Repeat the whole listing exactly.

Source records:
#####

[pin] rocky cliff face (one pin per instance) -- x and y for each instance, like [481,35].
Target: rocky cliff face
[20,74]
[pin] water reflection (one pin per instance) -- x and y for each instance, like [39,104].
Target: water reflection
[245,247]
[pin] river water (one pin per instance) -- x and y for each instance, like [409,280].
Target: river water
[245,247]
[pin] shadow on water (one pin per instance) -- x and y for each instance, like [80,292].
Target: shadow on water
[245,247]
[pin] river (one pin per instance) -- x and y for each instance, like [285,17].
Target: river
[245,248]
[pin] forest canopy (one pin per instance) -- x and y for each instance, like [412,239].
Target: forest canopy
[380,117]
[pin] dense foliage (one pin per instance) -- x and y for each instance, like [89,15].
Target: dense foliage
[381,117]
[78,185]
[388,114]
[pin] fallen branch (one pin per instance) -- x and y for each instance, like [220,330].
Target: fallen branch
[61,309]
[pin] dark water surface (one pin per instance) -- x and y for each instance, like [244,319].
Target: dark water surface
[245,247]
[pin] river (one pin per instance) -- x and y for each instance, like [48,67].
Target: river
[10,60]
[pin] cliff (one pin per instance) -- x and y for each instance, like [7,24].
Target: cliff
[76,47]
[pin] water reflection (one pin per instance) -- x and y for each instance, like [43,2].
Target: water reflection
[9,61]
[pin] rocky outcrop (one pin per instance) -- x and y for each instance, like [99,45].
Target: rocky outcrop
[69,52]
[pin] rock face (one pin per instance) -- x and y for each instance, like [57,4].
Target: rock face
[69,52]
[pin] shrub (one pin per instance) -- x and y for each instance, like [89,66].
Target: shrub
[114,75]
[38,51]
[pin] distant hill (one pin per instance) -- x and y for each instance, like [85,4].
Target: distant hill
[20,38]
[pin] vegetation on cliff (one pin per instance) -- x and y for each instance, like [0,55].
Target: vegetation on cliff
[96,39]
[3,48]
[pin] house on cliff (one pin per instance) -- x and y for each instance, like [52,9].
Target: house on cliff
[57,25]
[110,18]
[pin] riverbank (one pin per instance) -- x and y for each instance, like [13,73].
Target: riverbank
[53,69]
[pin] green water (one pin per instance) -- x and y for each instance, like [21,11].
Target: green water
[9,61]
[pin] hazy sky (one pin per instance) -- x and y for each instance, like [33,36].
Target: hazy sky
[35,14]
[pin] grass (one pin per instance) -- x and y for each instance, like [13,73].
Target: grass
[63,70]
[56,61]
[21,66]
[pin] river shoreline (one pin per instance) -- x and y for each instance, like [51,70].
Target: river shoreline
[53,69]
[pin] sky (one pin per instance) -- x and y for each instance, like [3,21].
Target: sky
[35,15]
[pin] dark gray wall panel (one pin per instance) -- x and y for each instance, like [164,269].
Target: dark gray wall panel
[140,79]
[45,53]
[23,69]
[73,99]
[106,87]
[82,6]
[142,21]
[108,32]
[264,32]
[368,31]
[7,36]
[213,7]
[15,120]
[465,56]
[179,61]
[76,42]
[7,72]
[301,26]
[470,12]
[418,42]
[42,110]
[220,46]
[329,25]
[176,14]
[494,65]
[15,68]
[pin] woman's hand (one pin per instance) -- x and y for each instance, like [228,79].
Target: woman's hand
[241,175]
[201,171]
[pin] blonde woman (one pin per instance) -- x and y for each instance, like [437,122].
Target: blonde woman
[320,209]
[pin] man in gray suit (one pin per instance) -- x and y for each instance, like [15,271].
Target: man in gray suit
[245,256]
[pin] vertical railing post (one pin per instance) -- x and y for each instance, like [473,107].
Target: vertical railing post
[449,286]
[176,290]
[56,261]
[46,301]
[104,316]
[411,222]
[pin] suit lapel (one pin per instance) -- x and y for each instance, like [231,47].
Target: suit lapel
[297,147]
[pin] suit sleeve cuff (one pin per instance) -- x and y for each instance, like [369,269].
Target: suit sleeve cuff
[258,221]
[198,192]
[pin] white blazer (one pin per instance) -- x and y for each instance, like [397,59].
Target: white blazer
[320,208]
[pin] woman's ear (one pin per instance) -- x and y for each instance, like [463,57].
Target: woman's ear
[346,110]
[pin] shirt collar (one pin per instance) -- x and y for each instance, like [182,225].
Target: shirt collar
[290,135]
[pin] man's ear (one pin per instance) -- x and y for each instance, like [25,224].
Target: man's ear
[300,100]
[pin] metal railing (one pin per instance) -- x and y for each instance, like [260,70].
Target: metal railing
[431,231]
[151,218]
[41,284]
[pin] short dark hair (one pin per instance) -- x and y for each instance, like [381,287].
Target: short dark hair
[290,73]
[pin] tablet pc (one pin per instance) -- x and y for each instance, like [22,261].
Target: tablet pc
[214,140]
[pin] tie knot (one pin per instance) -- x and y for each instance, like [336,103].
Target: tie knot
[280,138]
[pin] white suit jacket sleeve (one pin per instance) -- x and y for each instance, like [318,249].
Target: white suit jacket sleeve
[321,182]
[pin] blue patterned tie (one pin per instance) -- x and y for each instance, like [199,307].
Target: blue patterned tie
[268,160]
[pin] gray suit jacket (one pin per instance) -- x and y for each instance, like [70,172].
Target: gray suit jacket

#####

● **The response**:
[pin] rocky cliff face (one pin per instance) -- x and y for each instance, like [481,35].
Target: rocky cliff face
[20,74]
[pin] water reflection (one pin per instance) -- x and y for each instance, like [39,104].
Target: water reflection
[245,247]
[pin] river water (one pin per instance) -- x and y for each instance, like [409,280].
Target: river water
[245,247]
[pin] shadow on water (one pin per instance) -- x and y for each instance, like [80,292].
Target: shadow on water
[245,247]
[pin] river (one pin per instance) -- x and y for each instance, like [285,17].
Target: river
[245,248]
[pin] forest canopy (one pin per instance) -- x and y for each instance, like [412,239].
Target: forest canopy
[380,117]
[pin] dense foliage (one pin per instance) -- x and y for each instance, like [89,15].
Target: dense foliage
[381,117]
[78,185]
[388,114]
[pin] fallen branch (one pin per instance) -- x and y for each instance, like [220,330].
Target: fallen branch
[61,309]
[pin] dark water surface (one pin per instance) -- x and y for each instance, like [244,319].
Target: dark water surface
[245,247]
[pin] river (one pin per instance) -- x and y for each instance, like [48,67].
Target: river
[10,60]
[pin] cliff (one pin per instance) -- x and y for each instance, like [7,24].
Target: cliff
[76,47]
[pin] water reflection (one pin per instance) -- x and y for each instance, like [43,2].
Target: water reflection
[9,61]
[pin] rocky outcrop (one pin per instance) -- x and y for each instance, like [99,45].
Target: rocky outcrop
[69,52]
[pin] rock face (one pin per instance) -- x and y for each instance, like [57,4].
Target: rock face
[69,52]
[pin] shrub (one pin per instance) -- x and y for each instance, like [89,66].
Target: shrub
[114,75]
[38,51]
[pin] distant hill (one pin per instance) -- x and y for each instance, like [85,4].
Target: distant hill
[20,38]
[pin] vegetation on cliff (one pin per instance) -- x and y for each instance, like [0,55].
Target: vegetation on cliff
[96,39]
[3,48]
[pin] house on cliff (one pin per instance) -- x and y for each instance, like [52,9].
Target: house on cliff
[57,25]
[110,18]
[pin] riverbank (one pin per instance) -- x and y for each instance, like [13,73].
Target: riverbank
[53,69]
[pin] green water (one pin per instance) -- x and y for each instance, like [21,11].
Target: green water
[9,61]
[pin] hazy sky (one pin per instance) -- x and y for each instance, like [33,36].
Target: hazy sky
[35,14]
[pin] grass (one pin per instance) -- x and y for each instance, like [13,73].
Target: grass
[63,70]
[56,61]
[21,66]
[pin] river shoreline (one pin per instance) -- x and y for each instance, like [51,70].
Target: river shoreline
[53,69]
[pin] sky (one pin per instance) -- x and y for each instance, like [3,21].
Target: sky
[35,15]
[pin] dark gray wall panel (one pin per instance) -- x and y for each instance, like [164,269].
Target: dark gray wall panel
[140,79]
[45,53]
[23,69]
[73,99]
[106,87]
[82,6]
[142,21]
[108,32]
[264,32]
[368,31]
[7,36]
[213,7]
[15,120]
[465,56]
[179,61]
[76,42]
[7,72]
[301,26]
[470,12]
[418,42]
[42,110]
[220,46]
[329,25]
[176,14]
[494,65]
[15,68]
[pin] woman's hand (one pin per instance) -- x and y for each instance, like [228,79].
Target: woman's hand
[241,175]
[201,171]
[pin] blonde woman (one pin per instance) -- x and y for each instance, like [437,122].
Target: blonde woman
[320,209]
[pin] man in gray suit (one pin per instance) -- x and y for each instance, like [15,271].
Target: man in gray suit
[245,256]
[pin] vertical railing post (one pin per instance) -- x and y for each instance, like [473,107].
Target: vertical railing post
[449,286]
[176,290]
[56,261]
[46,301]
[104,316]
[411,222]
[pin] suit lapel (one pin per instance) -- x and y for each instance, like [231,47].
Target: suit lapel
[297,147]
[pin] suit sleeve cuff (one pin per instance) -- x and y for each instance, like [369,269].
Target: suit sleeve cuff
[258,221]
[198,192]
[pin] white blazer (one pin per instance) -- x and y for each instance, like [397,59].
Target: white blazer
[320,208]
[pin] woman's ear (one pin per instance) -- x and y for each instance, like [463,57].
Target: woman's ear
[346,110]
[pin] shirt collar (one pin per instance) -- x and y for each instance, like [182,225].
Target: shirt collar
[290,135]
[pin] man's ear (one pin per instance) -- x and y for each instance, like [25,224].
Target: man's ear
[300,100]
[pin] metal railing (one pin per instance) -- x and y for each instance, like [260,70].
Target: metal railing
[431,231]
[151,218]
[41,284]
[pin] short dark hair (one pin per instance) -- x and y for each instance, like [381,287].
Target: short dark hair
[290,73]
[pin] tablet pc (one pin per instance) -- x and y for each instance, like [22,261].
Target: tablet pc
[214,140]
[pin] tie knot (one pin per instance) -- x and y for each instance, like [336,103].
Target: tie knot
[280,138]
[pin] white suit jacket sleeve (one pin per instance) -- x and y for each instance, like [318,249].
Target: white suit jacket sleeve
[321,182]
[pin] blue patterned tie (one pin per instance) -- x and y for each instance, like [199,307].
Target: blue patterned tie
[268,160]
[pin] gray suit jacket (one pin per instance) -- x and y for each instance, like [70,172].
Target: gray suit jacket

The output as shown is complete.